### RECORDED INFORMATION

____

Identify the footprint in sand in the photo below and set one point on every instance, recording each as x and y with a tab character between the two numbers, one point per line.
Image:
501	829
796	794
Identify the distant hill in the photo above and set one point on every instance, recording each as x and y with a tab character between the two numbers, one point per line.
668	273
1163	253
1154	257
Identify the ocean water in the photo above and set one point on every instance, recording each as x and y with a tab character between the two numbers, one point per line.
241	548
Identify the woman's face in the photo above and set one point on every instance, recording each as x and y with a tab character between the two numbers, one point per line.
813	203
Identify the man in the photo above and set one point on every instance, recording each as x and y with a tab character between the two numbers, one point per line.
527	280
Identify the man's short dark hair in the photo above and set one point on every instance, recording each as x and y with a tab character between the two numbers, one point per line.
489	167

____

### EXERCISE REQUIREMENTS
Render the lines above as a Markdown table with the columns "Row" and "Line text," leaving out blank lines. Include only the part that opens with the line containing "Identify the woman's" and runs through the final line.

### TASK ANSWER
| Row | Line text |
|---|---|
| 1 | Identify the woman's face in the photo above and set one point on every instance, recording each as x and y with a tab character between the two numbers, one point per line. |
| 2 | 813	203 |
| 3 | Identify the man in the photo above and set one point on every instance, recording each as x and y with a tab character between the two numbers, one point per line. |
| 4 | 527	280 |
| 5 | Identify the man's short dark hair in the photo above and set one point on every instance, recording each as x and y with a tab character between the two numbers, one point per line. |
| 6 | 489	167 |